## Data shown
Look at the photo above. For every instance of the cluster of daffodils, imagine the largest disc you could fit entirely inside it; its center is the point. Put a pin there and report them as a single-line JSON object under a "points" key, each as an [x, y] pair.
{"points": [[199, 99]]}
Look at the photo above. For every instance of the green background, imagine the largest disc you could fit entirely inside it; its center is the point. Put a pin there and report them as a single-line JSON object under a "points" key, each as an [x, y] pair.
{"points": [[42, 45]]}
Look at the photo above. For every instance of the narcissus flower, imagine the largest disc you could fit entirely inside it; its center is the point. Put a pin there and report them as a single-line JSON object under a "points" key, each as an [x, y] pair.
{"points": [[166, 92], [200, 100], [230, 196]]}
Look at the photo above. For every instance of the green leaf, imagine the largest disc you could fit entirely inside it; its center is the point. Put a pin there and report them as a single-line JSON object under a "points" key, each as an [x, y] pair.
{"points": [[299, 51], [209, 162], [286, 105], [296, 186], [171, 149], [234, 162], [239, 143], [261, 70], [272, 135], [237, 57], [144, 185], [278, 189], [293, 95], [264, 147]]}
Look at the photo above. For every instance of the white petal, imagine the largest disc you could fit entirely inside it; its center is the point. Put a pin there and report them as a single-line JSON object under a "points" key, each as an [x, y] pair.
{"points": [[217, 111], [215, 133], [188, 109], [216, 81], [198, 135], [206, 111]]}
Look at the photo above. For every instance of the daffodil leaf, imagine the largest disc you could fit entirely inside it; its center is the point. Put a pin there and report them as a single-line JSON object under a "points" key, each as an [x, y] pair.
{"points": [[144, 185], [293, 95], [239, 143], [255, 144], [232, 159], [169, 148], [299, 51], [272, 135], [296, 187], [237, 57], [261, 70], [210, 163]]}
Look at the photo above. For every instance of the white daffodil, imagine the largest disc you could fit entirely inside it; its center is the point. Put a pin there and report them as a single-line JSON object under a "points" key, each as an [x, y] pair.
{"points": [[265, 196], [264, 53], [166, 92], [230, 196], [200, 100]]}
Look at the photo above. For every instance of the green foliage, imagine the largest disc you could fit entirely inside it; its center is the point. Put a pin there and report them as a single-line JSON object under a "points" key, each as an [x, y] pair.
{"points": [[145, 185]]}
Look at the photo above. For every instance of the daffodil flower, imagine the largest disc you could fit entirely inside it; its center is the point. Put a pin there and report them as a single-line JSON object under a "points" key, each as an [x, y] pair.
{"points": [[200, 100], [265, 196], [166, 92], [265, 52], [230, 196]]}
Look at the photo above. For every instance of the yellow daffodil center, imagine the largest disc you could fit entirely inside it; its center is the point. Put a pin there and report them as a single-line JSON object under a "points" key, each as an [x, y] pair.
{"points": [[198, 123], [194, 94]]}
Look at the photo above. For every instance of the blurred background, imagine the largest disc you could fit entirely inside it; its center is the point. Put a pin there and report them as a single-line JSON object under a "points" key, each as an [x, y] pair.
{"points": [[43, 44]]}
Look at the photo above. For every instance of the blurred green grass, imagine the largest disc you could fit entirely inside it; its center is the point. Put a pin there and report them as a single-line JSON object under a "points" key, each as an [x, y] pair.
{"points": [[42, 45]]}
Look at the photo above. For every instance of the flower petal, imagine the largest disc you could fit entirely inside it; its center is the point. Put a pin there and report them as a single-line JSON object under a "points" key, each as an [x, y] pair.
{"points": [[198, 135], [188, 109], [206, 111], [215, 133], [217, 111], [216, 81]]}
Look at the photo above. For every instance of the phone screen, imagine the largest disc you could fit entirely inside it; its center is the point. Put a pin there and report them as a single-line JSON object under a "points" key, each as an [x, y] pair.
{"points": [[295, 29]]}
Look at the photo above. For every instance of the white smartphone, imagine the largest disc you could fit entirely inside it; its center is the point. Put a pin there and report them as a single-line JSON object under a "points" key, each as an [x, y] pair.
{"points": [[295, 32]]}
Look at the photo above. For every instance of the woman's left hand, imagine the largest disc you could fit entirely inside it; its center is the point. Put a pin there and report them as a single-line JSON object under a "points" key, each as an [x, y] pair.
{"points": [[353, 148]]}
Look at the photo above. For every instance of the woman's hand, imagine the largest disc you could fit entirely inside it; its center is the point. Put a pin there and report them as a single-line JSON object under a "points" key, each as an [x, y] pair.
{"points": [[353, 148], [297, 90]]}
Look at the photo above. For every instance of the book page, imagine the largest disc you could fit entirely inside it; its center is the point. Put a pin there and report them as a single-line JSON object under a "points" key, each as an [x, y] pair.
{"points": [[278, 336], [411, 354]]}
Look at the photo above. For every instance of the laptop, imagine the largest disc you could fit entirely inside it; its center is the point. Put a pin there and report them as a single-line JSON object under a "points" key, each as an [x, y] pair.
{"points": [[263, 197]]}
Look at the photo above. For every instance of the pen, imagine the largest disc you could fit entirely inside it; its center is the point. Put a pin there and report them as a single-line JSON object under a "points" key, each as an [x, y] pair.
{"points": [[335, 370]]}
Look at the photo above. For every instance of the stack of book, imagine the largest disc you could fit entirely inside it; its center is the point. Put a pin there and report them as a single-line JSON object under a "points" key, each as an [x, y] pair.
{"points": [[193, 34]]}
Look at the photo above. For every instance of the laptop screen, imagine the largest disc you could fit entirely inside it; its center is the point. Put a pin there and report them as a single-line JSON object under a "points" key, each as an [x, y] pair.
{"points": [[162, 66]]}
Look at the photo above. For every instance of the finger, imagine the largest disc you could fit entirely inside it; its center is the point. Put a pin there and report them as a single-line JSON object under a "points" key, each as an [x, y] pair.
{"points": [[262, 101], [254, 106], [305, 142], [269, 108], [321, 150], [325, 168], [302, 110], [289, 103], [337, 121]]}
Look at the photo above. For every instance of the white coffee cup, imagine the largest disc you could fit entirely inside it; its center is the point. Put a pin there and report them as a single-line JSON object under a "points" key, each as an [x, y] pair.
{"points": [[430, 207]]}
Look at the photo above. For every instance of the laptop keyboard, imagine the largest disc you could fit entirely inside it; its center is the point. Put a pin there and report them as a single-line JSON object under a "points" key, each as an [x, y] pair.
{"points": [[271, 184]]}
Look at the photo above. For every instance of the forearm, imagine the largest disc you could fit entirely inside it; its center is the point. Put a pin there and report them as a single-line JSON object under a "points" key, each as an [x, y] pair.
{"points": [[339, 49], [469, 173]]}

## Directions for this task
Put the material from the line containing "the finger, imagine" through the end into a Markdown table with the columns Num and Entry. Give each line its own numbered row, and leave out any blank lines.

## Task result
| Num | Entry |
|---|---|
| 1 | Look at the photo above. For every instance of the finger, imagine the largest disc you could fit entirely inside it; its center is the point. Put a pin there and report them as a single-line JSON object under a "points" key, each as an [x, y] pair. |
| 2 | {"points": [[262, 101], [254, 106], [305, 142], [269, 108], [321, 150], [325, 168], [302, 110], [289, 103], [337, 121]]} |
| 3 | Look at the photo above. For every instance of the white coffee cup, imagine the largest disc you could fit entirely inside it; its center is the point. Put a pin there and report them as a single-line JSON object under a "points" key, each as an [x, y] pair. |
| 4 | {"points": [[430, 207]]} |
| 5 | Look at the photo above. For every instance of the laptop keyboard, imagine the largest disc you could fit entirely inside it; its center is the point. Put a pin there and report them as a single-line JSON object under a "points" key, each as an [x, y] pair. |
| 6 | {"points": [[271, 184]]} |
| 7 | Look at the photo above. For every instance of the forearm, imagine the largest disc you could fit entirely inside it; its center is the point. Put a pin there and report them as a single-line JSON object under a "points" key, each as an [x, y] pair. |
| 8 | {"points": [[339, 49], [469, 173]]} |